任务要求: 在下面的数据中找出所有含有字符串“plant”的行，并把这些行完整抄写出来。匹配时区分大小写。

数据内容:

=-=-=

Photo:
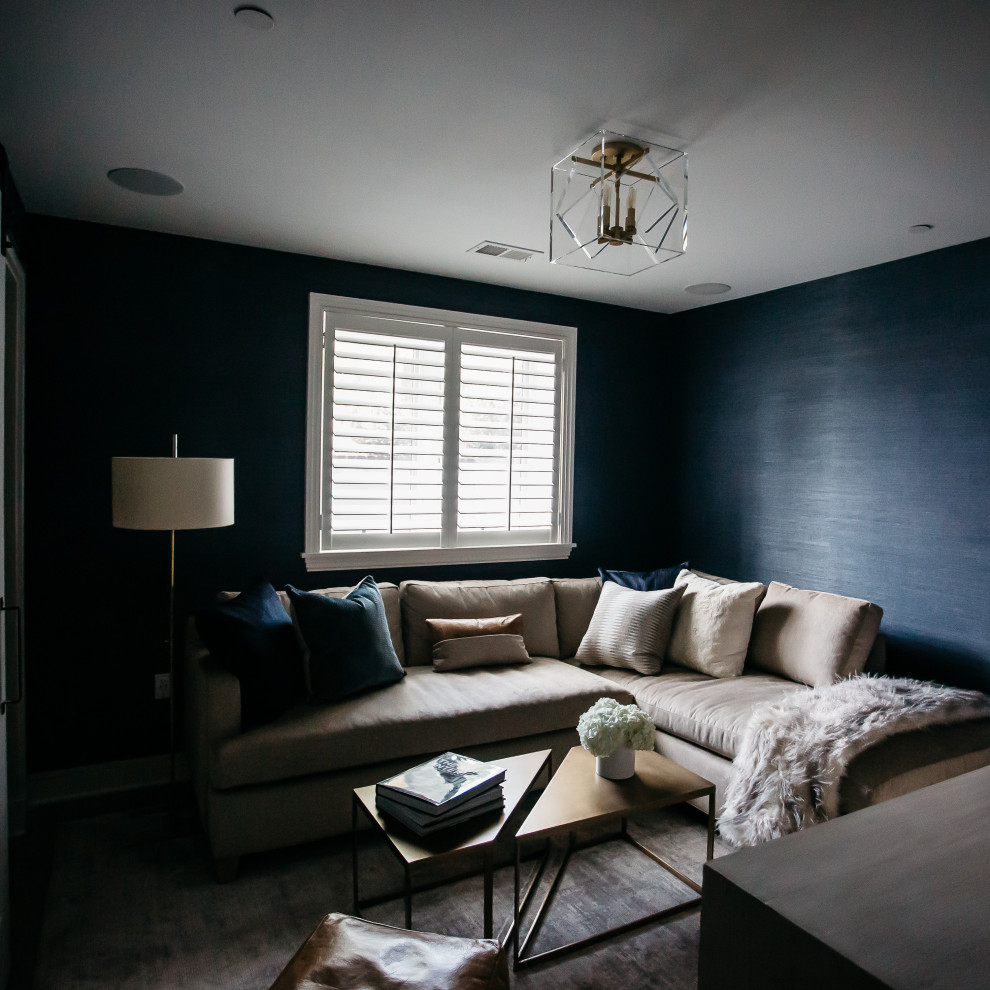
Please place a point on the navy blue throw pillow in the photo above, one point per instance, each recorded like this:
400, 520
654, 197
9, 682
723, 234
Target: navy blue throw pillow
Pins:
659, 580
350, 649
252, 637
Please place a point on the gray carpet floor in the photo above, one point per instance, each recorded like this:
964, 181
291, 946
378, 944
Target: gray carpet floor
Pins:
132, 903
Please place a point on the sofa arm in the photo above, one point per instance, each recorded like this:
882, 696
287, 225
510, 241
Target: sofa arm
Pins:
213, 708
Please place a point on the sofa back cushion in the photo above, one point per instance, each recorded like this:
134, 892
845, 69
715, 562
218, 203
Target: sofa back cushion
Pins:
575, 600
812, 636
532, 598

=-=-=

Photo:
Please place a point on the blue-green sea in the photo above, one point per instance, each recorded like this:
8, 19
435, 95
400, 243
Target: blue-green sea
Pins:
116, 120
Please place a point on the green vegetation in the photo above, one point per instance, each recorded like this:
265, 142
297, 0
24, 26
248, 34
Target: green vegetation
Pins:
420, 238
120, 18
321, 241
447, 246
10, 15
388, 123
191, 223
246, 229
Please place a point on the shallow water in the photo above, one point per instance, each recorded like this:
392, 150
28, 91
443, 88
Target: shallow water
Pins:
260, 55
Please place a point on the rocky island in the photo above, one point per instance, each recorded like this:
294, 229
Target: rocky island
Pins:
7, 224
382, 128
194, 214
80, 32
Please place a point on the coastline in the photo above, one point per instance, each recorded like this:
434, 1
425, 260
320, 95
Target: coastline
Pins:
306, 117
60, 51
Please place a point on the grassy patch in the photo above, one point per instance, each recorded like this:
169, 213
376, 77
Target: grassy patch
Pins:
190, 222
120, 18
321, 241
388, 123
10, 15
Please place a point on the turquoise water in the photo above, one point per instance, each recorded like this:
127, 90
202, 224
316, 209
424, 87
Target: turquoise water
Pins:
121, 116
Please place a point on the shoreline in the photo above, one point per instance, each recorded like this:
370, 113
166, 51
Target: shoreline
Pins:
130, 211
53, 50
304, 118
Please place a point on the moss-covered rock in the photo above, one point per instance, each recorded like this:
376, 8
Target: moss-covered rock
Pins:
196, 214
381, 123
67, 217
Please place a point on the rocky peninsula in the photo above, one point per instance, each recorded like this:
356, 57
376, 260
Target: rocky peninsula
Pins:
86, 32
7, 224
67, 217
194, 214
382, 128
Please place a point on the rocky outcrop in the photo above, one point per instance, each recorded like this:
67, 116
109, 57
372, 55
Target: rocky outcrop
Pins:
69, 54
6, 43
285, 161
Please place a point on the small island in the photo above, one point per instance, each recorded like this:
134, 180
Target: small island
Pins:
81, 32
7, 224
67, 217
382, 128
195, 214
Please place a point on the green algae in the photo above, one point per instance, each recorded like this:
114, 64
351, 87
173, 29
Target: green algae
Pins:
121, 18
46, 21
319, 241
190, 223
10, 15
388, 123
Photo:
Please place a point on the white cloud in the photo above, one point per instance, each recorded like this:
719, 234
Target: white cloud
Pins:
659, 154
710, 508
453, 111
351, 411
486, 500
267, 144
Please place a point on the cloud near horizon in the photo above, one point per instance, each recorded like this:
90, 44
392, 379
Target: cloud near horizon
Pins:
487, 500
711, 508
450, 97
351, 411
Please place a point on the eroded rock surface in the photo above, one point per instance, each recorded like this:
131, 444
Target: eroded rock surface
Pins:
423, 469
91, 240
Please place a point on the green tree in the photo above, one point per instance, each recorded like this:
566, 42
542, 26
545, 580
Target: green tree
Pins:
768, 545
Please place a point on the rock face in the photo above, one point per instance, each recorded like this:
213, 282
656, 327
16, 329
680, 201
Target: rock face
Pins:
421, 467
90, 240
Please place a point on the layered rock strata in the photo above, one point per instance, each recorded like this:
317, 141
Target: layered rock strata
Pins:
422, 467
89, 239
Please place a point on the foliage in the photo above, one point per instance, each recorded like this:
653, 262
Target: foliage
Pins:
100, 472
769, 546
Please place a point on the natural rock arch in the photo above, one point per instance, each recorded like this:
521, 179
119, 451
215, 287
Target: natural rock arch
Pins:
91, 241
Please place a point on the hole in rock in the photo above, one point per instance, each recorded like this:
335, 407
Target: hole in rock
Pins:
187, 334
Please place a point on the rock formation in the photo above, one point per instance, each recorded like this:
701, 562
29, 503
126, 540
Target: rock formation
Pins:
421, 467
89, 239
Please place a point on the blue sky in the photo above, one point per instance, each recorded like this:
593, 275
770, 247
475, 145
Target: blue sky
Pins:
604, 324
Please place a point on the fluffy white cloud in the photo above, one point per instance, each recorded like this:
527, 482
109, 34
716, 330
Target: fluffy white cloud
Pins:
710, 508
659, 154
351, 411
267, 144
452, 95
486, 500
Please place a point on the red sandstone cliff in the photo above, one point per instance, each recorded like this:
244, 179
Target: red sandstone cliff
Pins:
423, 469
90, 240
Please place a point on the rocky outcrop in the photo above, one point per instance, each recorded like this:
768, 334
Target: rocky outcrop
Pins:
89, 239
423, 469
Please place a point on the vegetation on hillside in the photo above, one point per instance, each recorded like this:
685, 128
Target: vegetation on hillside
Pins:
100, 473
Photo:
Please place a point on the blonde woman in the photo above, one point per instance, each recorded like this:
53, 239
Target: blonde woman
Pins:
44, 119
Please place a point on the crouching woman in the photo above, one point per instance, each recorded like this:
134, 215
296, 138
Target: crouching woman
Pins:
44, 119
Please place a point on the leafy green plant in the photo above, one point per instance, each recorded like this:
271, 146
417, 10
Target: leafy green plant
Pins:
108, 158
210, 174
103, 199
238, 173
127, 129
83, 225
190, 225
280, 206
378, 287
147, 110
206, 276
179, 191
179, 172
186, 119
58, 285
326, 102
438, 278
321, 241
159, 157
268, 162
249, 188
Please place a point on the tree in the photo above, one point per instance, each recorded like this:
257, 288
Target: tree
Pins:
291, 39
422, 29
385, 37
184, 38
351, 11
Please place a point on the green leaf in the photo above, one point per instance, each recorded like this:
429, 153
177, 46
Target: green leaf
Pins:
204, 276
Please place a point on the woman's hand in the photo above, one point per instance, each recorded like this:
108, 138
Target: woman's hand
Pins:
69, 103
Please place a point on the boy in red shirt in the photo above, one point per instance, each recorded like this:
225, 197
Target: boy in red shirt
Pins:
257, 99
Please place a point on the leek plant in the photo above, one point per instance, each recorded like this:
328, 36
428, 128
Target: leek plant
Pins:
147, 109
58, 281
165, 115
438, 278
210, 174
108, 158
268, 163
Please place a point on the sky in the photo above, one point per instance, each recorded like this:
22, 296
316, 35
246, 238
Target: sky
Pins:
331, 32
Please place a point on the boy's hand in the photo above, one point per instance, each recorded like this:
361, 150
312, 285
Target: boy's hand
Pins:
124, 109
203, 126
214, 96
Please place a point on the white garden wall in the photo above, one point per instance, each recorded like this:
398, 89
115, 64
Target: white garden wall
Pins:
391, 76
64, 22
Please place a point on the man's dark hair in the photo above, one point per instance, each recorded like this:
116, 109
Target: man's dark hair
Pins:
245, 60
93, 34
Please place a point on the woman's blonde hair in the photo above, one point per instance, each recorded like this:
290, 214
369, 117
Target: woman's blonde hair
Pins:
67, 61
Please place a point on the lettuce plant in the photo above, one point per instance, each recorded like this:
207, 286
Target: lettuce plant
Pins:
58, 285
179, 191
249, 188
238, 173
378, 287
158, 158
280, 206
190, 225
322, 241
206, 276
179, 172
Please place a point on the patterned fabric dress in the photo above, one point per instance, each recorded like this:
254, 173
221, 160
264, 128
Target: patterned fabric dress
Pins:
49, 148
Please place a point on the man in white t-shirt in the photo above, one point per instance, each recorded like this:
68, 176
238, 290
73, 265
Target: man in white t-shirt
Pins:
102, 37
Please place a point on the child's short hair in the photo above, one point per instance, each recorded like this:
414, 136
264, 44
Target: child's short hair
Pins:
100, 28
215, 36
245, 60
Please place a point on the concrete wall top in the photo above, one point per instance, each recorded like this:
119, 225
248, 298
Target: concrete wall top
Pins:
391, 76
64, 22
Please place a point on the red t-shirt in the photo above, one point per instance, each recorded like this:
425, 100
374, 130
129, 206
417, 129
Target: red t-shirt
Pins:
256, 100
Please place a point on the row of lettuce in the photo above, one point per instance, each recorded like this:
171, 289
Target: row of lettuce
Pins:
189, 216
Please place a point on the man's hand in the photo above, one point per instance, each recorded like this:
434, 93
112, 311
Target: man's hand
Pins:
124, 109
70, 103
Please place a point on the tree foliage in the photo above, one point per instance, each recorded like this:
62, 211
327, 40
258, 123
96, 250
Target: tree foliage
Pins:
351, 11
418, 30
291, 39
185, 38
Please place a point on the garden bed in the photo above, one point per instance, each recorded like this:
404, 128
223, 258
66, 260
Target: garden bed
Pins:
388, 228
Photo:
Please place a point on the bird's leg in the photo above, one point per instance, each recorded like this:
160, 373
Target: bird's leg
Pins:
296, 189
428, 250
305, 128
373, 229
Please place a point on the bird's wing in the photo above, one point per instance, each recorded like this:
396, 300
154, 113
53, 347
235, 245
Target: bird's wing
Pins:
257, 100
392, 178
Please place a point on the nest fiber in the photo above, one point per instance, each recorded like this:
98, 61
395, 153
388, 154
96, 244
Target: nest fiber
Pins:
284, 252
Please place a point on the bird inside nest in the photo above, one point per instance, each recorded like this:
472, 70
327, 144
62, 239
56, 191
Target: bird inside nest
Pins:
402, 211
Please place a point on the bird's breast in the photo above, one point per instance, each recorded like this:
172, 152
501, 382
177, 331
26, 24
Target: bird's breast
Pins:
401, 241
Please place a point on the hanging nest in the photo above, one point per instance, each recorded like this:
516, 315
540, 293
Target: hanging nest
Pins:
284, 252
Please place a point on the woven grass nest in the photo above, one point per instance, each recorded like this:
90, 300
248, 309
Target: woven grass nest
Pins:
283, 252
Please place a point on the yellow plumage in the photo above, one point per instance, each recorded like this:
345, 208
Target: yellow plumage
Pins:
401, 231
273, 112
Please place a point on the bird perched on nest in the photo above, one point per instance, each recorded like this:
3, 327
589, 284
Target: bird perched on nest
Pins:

=-=-=

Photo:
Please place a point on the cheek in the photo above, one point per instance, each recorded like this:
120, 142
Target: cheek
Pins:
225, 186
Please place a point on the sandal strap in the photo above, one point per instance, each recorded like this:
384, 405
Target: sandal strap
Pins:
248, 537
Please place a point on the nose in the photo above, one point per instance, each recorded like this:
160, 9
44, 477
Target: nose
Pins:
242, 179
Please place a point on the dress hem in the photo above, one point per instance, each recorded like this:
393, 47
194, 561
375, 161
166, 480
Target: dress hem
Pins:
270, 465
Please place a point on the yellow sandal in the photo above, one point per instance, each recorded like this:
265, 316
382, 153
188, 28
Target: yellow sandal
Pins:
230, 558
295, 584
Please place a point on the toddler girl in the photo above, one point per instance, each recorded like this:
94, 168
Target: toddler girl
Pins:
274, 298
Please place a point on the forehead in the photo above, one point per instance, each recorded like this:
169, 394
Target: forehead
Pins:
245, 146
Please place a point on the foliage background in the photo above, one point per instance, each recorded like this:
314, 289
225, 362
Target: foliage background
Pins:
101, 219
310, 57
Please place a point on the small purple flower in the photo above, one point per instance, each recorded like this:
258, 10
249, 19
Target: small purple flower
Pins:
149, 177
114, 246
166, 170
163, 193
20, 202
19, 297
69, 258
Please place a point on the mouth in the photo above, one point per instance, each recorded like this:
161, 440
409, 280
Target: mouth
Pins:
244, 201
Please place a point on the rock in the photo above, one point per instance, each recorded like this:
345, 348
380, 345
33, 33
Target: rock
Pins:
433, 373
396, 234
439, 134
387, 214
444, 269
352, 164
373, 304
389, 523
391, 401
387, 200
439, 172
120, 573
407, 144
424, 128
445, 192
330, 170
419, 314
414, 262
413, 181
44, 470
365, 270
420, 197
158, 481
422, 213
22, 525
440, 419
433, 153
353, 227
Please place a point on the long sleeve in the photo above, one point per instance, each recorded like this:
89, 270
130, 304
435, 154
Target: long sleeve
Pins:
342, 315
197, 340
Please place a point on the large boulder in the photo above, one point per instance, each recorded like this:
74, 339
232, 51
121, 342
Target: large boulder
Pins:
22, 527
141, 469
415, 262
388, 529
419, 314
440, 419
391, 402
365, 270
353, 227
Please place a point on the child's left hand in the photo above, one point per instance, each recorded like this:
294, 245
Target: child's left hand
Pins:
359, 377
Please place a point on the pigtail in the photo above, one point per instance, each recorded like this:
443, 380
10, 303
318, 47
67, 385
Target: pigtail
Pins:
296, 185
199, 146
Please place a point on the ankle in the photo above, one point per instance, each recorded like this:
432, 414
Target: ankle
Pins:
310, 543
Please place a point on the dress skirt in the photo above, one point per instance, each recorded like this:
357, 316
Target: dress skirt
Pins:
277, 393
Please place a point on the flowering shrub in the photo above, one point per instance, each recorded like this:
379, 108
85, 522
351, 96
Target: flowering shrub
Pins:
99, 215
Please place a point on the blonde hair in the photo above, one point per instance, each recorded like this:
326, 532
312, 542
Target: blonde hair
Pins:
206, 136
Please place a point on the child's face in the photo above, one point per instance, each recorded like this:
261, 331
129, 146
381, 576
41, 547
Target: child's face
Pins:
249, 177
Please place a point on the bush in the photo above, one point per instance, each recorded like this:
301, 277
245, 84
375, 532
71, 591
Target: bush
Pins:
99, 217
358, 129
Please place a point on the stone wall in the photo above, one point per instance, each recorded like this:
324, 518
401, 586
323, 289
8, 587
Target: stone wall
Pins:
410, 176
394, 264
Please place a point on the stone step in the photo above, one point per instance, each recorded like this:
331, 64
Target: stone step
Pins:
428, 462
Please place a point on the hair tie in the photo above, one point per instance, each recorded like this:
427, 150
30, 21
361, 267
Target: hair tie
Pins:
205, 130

=-=-=

作答内容:
Please place a point on the leafy green plant in the photo above, one point per instance, each recorded like this:
Target: leafy green plant
Please place a point on the leek plant in the photo above, one point per instance, each recorded like this:
Target: leek plant
Please place a point on the lettuce plant in the photo above, one point per instance, each recorded like this:
Target: lettuce plant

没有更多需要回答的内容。